**Problem statement:**
Copy out the outline records below verbatim, leaving out the pictures.

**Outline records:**

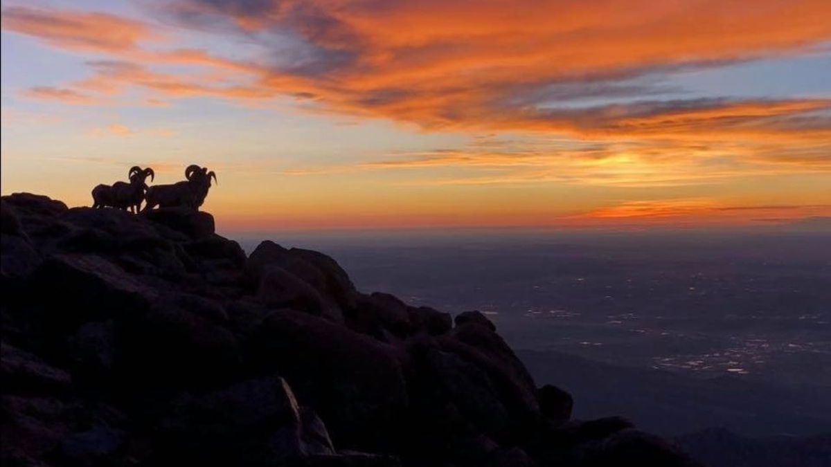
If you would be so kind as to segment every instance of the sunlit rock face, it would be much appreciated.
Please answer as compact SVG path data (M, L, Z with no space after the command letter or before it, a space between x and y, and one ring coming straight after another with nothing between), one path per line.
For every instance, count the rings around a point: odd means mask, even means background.
M246 257L207 213L16 194L2 222L4 465L694 465L569 420L484 315L361 293L317 252Z

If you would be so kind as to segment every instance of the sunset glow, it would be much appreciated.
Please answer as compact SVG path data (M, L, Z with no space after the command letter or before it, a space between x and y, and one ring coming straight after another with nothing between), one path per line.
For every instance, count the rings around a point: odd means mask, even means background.
M831 2L6 2L2 193L225 231L831 215Z

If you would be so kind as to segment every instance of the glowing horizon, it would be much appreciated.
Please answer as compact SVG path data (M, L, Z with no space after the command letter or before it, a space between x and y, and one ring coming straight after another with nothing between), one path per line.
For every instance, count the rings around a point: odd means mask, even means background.
M215 170L226 230L831 215L827 0L10 2L2 193Z

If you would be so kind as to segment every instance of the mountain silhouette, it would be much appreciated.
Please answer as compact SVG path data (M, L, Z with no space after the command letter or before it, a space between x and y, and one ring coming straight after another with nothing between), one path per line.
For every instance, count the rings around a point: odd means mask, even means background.
M484 314L361 292L323 253L247 256L186 208L0 206L6 465L698 465L570 420Z

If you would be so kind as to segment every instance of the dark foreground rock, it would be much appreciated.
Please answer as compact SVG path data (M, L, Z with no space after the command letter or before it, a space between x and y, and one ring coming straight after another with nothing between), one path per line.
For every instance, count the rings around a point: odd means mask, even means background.
M246 258L204 212L2 197L4 465L694 464L570 420L478 312L364 294L331 258Z

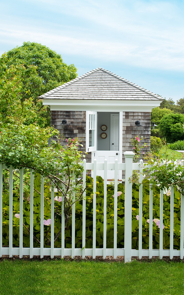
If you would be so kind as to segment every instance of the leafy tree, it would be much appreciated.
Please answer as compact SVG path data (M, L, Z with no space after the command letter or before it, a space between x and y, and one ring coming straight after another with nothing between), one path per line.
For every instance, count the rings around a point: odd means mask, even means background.
M177 101L176 111L177 113L184 114L184 97Z
M162 118L165 115L170 114L172 111L169 109L166 108L160 108L159 106L153 109L151 113L151 120L152 123L154 122L155 124L158 125L158 127L154 129L151 128L151 135L152 136L160 137L159 133L159 125Z
M46 119L46 125L50 126L50 111L47 108L40 111L44 106L37 97L70 80L76 78L77 69L74 65L67 65L60 54L48 47L35 42L24 42L22 46L16 47L7 53L9 61L7 65L11 67L24 65L25 71L22 83L29 91L24 93L21 102L30 97L39 112L40 115ZM34 66L37 74L29 76L30 66ZM29 87L28 87L29 86Z
M160 105L161 109L165 108L169 109L171 111L174 111L175 108L175 103L172 98L169 98L168 100L165 99L162 102Z
M154 122L157 125L159 125L162 118L165 115L173 112L171 110L166 108L160 108L159 106L153 109L151 115L152 122Z
M171 113L166 115L160 120L160 132L168 142L181 140L183 138L184 122L184 115L182 114Z
M50 187L54 183L64 197L67 223L73 192L76 192L76 200L82 197L82 186L75 185L76 178L83 170L79 163L82 156L78 150L79 143L77 139L71 140L63 147L57 131L44 127L45 119L40 119L31 97L23 101L24 96L30 94L23 77L29 72L29 78L34 79L37 75L35 66L8 66L7 61L3 55L0 58L0 164L19 169L27 167L46 178ZM38 121L42 119L39 124ZM52 140L48 146L51 136L57 140ZM64 179L59 175L59 167Z
M35 42L24 42L7 53L8 65L24 65L37 67L37 75L29 80L29 89L35 102L38 96L76 78L74 65L67 65L61 55L44 45ZM27 81L25 79L25 83ZM26 98L28 96L26 96Z
M174 113L184 114L184 97L177 100L176 104L171 98L169 98L168 100L165 99L161 103L160 107L161 109L169 109Z

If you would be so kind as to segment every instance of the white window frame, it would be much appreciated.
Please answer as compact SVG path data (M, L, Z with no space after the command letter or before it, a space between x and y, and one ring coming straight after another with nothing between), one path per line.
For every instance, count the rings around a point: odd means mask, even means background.
M95 129L92 128L91 126L89 126L89 115L95 115ZM90 112L89 111L86 111L86 151L87 153L90 152L95 152L97 150L97 112ZM93 126L94 127L94 126ZM95 145L94 146L90 147L89 145L89 130L95 130L94 140Z

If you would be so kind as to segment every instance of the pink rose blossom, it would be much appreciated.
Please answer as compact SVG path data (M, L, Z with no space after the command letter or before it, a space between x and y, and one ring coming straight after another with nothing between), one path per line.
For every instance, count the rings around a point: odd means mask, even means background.
M136 137L136 139L137 139L138 142L139 142L140 141L140 139L139 139L139 137L138 136L137 136L137 137Z

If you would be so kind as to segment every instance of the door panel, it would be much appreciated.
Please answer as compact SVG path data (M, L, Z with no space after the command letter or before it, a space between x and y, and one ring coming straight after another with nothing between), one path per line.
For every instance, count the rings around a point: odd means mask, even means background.
M119 150L119 115L111 114L110 116L111 150Z

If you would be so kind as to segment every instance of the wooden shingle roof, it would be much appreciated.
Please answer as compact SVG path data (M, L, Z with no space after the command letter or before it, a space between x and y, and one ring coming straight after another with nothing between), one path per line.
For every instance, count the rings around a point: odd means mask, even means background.
M111 72L98 68L39 96L40 99L162 100Z

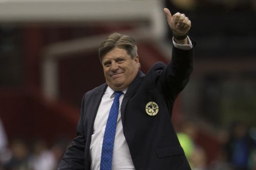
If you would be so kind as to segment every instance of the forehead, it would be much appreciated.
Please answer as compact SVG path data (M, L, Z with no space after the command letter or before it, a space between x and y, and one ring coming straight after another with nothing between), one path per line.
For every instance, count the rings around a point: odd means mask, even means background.
M102 61L107 60L112 60L117 57L130 57L127 54L125 49L116 47L111 51L108 52L103 57Z

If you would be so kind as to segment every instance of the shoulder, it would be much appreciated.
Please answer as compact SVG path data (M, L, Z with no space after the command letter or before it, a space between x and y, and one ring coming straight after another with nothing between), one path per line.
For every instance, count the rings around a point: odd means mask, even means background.
M94 88L94 89L86 92L84 95L84 97L83 98L84 98L92 97L92 96L94 96L96 94L98 94L98 93L103 92L103 91L105 91L106 89L107 88L107 86L106 83L100 86L99 86Z

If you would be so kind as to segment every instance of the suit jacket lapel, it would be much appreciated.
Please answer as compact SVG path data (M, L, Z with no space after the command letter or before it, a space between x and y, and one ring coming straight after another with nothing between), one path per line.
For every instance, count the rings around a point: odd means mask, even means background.
M96 114L97 114L98 109L99 108L99 106L100 105L100 101L101 101L101 98L102 98L103 95L105 92L106 89L107 87L106 83L104 83L100 87L100 88L97 91L94 96L93 98L92 99L93 101L91 104L90 108L91 108L91 112L92 113L91 114L91 116L89 120L89 122L92 122L91 126L90 127L89 134L90 135L93 133L93 125L94 124L94 120L96 117ZM91 141L90 141L91 142Z
M124 114L125 114L125 107L126 106L127 103L129 100L129 99L136 92L138 88L139 87L141 81L142 80L142 78L145 76L145 75L140 70L138 73L137 75L135 78L134 80L132 82L131 84L129 85L128 89L127 90L125 95L124 96L123 99L123 101L121 104L121 118L123 125L124 125Z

**The output:**
If you would be so kind as to segment every instance of the sunlit rock face, it would be much appreciated.
Please answer as compact SVG path data (M, L, Z with no space after the command letter or before it, a space between x and y, and one ring coming straight after another with nothing between), one path per line.
For every instance, count the rings around a point: odd means mask, even means background.
M246 257L207 213L16 194L2 222L4 465L694 465L569 420L484 315L361 293L317 252Z

If you would be so kind as to segment every instance of the sunset glow, it would be much appreciated.
Please answer as compact SVG path data (M, L, Z with no space after the command letter or before it, a space between x and y, and one ring coming straight after another with nothing between), one path per line.
For every instance, count the rings around a point: odd means mask, even means background.
M831 2L6 2L2 193L225 231L831 215Z

If you would be so kind as to segment every instance of the glowing horizon, it would be much appreciated.
Please answer as compact SVG path data (M, L, Z with no space after the command letter or before it, a space between x and y, and one ring coming straight after another with nothing between), one path per line.
For every instance, count the rings around a point: odd means mask, even means background.
M215 170L226 230L831 215L827 0L10 2L2 193Z

If you would be so kind as to segment every instance of the mountain silhouette, it would be much appreciated.
Please answer as compact SVG path data (M, L, Z with no space after the command letter or before it, a space between x and y, and one ring coming straight after another with nothing between), one path per line.
For every instance, count the rings around a point: odd means mask, even means background.
M484 314L361 292L323 253L247 256L186 208L0 206L6 465L698 465L570 420Z

If you would be so kind as to segment every instance of the dark foreground rock, it would be much appreciated.
Please answer as compact SVG path data (M, L, Z with no space after the command letter or before it, a space between x and y, and one ring coming straight after another with nothing between), one path per line.
For every instance, count the rings around a point: odd means mask, even means background.
M246 258L204 212L2 197L4 465L694 464L570 420L478 312L364 294L331 258Z

If you would be so kind as to segment every instance of the leafy tree, it would be much appreciated.
Please answer as compact SVG path data (M, L, Z with no space after the command letter or before it, a space between x and y, and one ring coming straight after another with nothing between), one path per line.
For every instance, count the rings around a point: odd means mask, even means background.
M177 101L176 111L177 113L184 114L184 97Z
M162 118L165 115L170 114L172 111L169 109L166 108L160 108L159 106L153 109L151 113L151 120L152 123L154 122L155 124L158 125L158 127L154 129L151 128L151 135L152 136L160 137L159 133L159 125Z
M46 119L46 125L50 126L50 111L47 108L40 111L44 106L37 97L70 80L76 78L77 69L74 65L67 65L60 54L48 47L35 42L24 42L22 46L16 47L7 53L9 61L7 65L11 67L24 65L25 71L22 83L29 91L24 93L21 102L30 97L39 112L40 115ZM34 66L37 74L29 76L30 66ZM29 87L28 87L29 86Z
M160 105L161 109L165 108L169 109L171 111L174 111L175 108L175 103L172 98L169 98L168 100L165 99L162 102Z
M154 122L157 125L159 125L162 118L165 115L173 112L171 110L166 108L160 108L159 106L153 109L151 115L152 122Z
M171 113L166 115L160 120L160 132L168 142L181 140L183 138L184 122L184 115L182 114Z
M50 187L54 183L64 197L67 223L73 192L76 192L76 200L82 197L82 186L75 185L76 178L83 170L79 163L82 156L78 150L79 143L77 139L71 140L63 147L57 131L44 127L45 119L40 119L31 97L23 101L24 96L30 94L23 77L29 72L29 78L34 79L37 75L35 66L8 66L7 61L3 55L0 58L0 164L19 169L27 167L46 178ZM38 121L42 119L39 124ZM52 140L48 146L51 136L57 140ZM64 179L59 175L59 167Z
M35 42L24 42L7 53L8 65L24 65L37 67L37 75L29 80L29 89L35 102L38 96L76 78L74 65L67 65L61 55L44 45ZM27 81L25 79L25 83ZM26 98L28 96L26 96Z
M174 113L184 114L184 97L177 100L176 104L171 98L169 98L168 100L165 99L161 103L160 107L161 109L169 109Z

If you would be so kind as to segment every instance of the white window frame, it would be much appreciated.
Please answer as compact SVG path data (M, L, Z with no space after the command letter or before it, a space between x and y, and one ring coming straight after another with nothing between), one path per line.
For every instance, count the rings around a point: odd means mask, even means background.
M95 129L92 128L91 126L89 126L89 115L95 115ZM90 112L89 111L86 111L86 151L87 153L90 152L95 152L97 150L97 112ZM93 126L94 127L94 126ZM95 145L94 146L90 147L89 145L89 130L95 130L94 140Z

If you would be so kind as to segment every instance of the pink rose blossom, it would be much appreciated.
Please answer as compact SVG path data (M, L, Z with no space after the command letter or before it, a space between x and y, and one ring coming straight after another with nothing between), one path per line.
For every instance, count the rings around a point: odd means mask, even means background.
M136 137L136 139L137 139L138 142L139 142L140 141L140 139L139 139L139 137L138 136L137 136L137 137Z

If you would be so kind as to segment every instance of the door panel, it would be much appreciated.
Please answer as compact SVG path data (M, L, Z with no space after the command letter or before it, a space between x and y, and one ring coming straight after another with nothing between), one path per line.
For every instance, count the rings around a point: odd means mask, even means background.
M119 150L119 115L111 114L110 116L111 150Z

If you would be so kind as to segment every instance of the wooden shingle roof, it would be much appreciated.
Please answer as compact SVG path data (M, L, Z with no space after the command letter or before it, a space between x and y, and one ring coming straight after another with nothing between), one path per line.
For every instance, count the rings around a point: odd means mask, even means background.
M111 72L98 68L39 96L40 99L162 100Z

If you would be so kind as to segment every instance of the forehead, it would be much appreciated.
Please answer as compact SVG path data (M, L, Z with no space after the command letter or before it, a space between x and y, and one ring coming straight after another with nothing between), one path per line.
For every instance, count the rings around a point: odd means mask, even means background.
M102 61L107 60L112 60L117 57L130 57L127 54L125 49L116 47L111 51L108 52L103 57Z

If you would be so kind as to segment every instance of the shoulder, it would be much appreciated.
Please answer as compact SVG path data (M, L, Z with no space after the command letter or before it, a space between x and y, and one ring coming straight after another with nothing between), one path per line.
For every instance, count the rings around a point: odd means mask, even means background.
M94 88L94 89L86 92L84 95L84 97L83 98L84 98L92 97L92 96L94 96L96 94L98 94L98 93L103 92L103 91L105 91L106 89L107 88L107 86L106 83L100 86L99 86Z

If you would be so kind as to segment every instance of the suit jacket lapel, it would be much appreciated.
Please answer as compact SVG path data (M, L, Z with no space after the command letter or before it, a space between x and y, and one ring coming straight after another with nothing between), one path per line.
For every instance, count the rings around a point: odd means mask, even means background.
M96 114L97 114L98 109L99 108L99 106L100 105L100 101L101 101L101 98L102 98L103 95L105 92L106 89L107 87L106 83L104 83L100 87L100 88L97 91L94 96L93 98L92 99L93 101L91 104L90 108L91 108L91 112L92 113L91 114L91 116L89 120L89 122L92 122L91 126L90 127L89 134L90 135L93 133L93 125L94 124L94 120L96 117ZM91 141L90 141L91 142Z
M124 114L125 114L125 107L126 106L127 103L129 100L129 99L136 92L138 88L139 87L141 81L142 80L142 78L145 76L145 75L140 70L138 73L137 75L135 78L134 80L132 82L131 84L129 85L128 89L127 90L125 95L124 96L123 99L123 101L121 104L121 118L123 125L124 125Z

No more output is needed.